AIM OF THE TASK:
Write out the listing again, exactly as it appears below.

DATA LISTING:
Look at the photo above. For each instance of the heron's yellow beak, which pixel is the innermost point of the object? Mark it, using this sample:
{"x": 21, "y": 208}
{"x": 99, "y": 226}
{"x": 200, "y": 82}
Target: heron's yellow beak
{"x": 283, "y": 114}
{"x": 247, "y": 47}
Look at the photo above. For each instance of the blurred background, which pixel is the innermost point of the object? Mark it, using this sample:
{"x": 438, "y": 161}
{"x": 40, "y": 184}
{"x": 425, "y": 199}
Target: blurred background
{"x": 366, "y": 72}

TASK RESPONSE:
Look at the photo above. For each instance of the heron's yellow beak, which pixel is the innermost point of the object? Mark it, using this sample:
{"x": 21, "y": 208}
{"x": 99, "y": 226}
{"x": 200, "y": 82}
Target: heron's yellow beak
{"x": 283, "y": 114}
{"x": 247, "y": 47}
Look at the photo above. For each instance of the blurred background, which pixel is the innermost point of the object? Mark it, using this sample:
{"x": 438, "y": 161}
{"x": 40, "y": 184}
{"x": 425, "y": 199}
Target: blurred background
{"x": 366, "y": 72}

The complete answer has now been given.